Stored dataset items
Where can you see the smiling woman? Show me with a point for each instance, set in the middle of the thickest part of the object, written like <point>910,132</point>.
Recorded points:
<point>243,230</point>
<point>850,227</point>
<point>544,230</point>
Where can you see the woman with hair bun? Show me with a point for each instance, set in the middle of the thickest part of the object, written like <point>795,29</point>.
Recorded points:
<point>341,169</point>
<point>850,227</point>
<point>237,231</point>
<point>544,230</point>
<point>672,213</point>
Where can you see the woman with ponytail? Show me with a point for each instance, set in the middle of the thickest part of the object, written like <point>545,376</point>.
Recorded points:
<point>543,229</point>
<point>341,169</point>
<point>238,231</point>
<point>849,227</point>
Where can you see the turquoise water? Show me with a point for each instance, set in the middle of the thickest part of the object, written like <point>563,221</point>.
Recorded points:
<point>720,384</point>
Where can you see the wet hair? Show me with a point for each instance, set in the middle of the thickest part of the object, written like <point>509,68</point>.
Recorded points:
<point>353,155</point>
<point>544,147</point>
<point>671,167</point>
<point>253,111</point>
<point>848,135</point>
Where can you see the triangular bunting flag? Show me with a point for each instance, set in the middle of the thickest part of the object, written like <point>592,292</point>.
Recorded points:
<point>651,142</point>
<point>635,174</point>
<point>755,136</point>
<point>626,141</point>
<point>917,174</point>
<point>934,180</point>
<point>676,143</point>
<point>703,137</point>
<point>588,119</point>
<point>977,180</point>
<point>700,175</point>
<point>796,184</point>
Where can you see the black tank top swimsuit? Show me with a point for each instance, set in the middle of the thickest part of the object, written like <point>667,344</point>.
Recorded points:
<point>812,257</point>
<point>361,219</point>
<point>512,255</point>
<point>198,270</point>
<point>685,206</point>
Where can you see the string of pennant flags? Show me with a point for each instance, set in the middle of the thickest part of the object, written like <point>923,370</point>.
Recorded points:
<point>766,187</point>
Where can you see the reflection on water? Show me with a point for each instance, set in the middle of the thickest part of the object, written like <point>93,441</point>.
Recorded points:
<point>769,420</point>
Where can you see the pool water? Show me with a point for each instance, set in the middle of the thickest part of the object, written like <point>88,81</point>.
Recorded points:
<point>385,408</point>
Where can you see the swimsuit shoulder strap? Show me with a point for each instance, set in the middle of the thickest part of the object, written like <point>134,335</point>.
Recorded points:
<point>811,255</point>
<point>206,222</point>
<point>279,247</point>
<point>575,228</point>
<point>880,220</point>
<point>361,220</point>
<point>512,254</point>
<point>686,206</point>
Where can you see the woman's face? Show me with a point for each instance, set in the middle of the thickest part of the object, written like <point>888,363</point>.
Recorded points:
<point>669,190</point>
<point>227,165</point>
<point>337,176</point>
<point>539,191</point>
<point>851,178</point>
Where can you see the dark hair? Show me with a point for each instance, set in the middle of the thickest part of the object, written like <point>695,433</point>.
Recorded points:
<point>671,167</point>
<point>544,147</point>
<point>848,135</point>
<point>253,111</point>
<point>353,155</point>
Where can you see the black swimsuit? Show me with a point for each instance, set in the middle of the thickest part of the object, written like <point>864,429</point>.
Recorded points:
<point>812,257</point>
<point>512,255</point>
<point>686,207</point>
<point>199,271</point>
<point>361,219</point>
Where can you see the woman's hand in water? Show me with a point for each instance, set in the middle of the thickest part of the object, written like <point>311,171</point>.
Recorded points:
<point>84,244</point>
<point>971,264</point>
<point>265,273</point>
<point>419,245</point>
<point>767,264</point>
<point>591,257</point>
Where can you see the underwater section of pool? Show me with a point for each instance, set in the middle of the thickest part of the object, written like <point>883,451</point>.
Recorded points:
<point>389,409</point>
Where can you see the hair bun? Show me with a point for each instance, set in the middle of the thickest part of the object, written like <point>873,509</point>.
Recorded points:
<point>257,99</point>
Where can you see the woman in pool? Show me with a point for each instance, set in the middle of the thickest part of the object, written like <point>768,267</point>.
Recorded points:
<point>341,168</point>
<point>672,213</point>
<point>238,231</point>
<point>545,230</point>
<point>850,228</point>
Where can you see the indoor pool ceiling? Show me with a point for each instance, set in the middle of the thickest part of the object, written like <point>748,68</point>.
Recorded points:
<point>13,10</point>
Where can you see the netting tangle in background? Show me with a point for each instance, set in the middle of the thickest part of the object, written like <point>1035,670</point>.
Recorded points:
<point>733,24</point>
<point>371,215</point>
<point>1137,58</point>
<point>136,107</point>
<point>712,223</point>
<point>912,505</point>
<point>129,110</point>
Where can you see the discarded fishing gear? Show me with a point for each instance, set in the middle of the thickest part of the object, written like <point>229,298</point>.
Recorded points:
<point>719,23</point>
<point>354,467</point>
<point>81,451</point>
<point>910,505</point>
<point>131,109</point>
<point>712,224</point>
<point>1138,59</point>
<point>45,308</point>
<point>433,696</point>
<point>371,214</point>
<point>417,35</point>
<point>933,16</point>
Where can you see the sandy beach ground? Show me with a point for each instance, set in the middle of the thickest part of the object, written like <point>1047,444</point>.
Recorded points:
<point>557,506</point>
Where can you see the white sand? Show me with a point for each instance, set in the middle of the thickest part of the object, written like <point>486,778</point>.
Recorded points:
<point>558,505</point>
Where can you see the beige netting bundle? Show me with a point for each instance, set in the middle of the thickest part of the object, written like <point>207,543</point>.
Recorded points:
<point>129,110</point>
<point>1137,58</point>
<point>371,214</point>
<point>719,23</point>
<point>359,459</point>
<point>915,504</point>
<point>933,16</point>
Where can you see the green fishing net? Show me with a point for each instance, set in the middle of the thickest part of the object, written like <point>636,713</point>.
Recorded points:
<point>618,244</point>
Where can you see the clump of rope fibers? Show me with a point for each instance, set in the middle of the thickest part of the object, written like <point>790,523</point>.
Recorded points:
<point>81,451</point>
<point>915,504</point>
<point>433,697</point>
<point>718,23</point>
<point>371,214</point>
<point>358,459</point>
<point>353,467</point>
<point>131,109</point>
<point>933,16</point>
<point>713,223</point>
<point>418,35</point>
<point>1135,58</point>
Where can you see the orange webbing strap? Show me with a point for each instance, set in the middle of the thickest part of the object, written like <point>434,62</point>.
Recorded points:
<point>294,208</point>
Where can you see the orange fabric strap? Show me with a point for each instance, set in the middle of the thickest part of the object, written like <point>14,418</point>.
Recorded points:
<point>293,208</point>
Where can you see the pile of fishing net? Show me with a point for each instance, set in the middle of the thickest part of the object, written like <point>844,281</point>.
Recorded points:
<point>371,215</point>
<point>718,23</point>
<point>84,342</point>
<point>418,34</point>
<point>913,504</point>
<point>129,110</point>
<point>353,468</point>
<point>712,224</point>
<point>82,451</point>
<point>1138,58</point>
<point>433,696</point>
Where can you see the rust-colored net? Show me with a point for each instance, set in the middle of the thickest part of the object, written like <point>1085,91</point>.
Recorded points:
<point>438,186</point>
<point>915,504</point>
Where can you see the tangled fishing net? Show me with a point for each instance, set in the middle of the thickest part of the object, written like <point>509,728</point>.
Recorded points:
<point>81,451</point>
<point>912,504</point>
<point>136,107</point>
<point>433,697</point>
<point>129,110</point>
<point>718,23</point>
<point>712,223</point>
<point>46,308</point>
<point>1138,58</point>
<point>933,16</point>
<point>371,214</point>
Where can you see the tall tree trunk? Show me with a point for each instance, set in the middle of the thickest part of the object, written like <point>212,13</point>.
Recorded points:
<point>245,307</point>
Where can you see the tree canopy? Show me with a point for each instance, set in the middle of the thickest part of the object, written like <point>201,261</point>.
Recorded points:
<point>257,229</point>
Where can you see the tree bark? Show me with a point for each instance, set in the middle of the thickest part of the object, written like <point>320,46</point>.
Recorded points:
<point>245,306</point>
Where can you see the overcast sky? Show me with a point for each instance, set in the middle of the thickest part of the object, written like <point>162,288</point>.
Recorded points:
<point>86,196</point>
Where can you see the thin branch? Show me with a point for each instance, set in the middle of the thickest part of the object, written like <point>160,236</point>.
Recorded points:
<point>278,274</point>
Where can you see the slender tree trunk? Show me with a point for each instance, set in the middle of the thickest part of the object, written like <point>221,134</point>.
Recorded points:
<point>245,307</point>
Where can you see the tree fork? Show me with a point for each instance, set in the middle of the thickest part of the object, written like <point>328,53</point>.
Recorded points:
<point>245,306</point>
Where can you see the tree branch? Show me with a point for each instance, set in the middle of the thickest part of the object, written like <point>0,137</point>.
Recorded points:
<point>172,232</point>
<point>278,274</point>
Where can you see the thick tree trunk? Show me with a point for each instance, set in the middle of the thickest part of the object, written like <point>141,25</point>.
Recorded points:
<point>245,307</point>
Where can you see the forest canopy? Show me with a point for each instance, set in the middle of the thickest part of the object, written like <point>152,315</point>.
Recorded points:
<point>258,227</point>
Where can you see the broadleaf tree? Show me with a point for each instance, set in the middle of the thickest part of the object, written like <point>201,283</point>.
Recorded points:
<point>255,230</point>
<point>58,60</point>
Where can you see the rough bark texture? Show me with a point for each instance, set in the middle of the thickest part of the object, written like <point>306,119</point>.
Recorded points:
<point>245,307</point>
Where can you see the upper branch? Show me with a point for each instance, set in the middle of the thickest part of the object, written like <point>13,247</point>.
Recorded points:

■ **What you need to do**
Start with the line above that contains "Where can you see the tree canopy?" and stop after the line that contains "Where can you see the thick". Output those lines exactly, and only those.

■ **Final answer**
Where can you see the tree canopy? Show me with a point for each instance, set in the middle of the thickest part of the object, written like <point>201,261</point>.
Recorded points:
<point>257,229</point>
Where can you see the tree bark? Show me with a point for each instance, set in the middle of the thickest part of the object, written like <point>320,46</point>.
Recorded points:
<point>245,306</point>
Where can you see the overcast sky? Show me with a point for each instance, set in the middle of the thickest part of the object, written like <point>162,288</point>.
Recorded points:
<point>86,196</point>
Where can you see the thin branch? Show me with a point for each instance, set in the middle of the thickest part of the object, written like <point>160,236</point>.
Recorded points:
<point>278,274</point>
Where can you see the slender tree trunk? Show me with a point for each instance, set in the middle of the thickest part of the object, written like <point>221,134</point>.
Recorded points:
<point>245,307</point>
Where can you see the tree fork? Show me with a point for each instance, set in the middle of the thickest part of the object, written like <point>328,53</point>.
Recorded points:
<point>245,306</point>
Where can you see the tree branch? Show me with a point for each instance, set in the middle of the thickest part of the object, written like <point>0,137</point>.
Recorded points:
<point>172,232</point>
<point>278,274</point>
Where can you see the thick tree trunk? Show me with a point for each instance, set in the middle of the thickest part of the object, written like <point>141,25</point>.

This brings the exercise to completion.